Task requirements: Please reproduce all of the entries exactly, without omitting any.

====== Supplied material

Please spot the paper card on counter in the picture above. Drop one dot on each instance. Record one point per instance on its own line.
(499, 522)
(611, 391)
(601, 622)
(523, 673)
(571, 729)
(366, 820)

============

Exercise result:
Please spot the paper card on counter in the picture above. Drop one dot on each instance. Record one point per instance on its own line.
(499, 522)
(611, 391)
(601, 622)
(523, 673)
(571, 729)
(366, 820)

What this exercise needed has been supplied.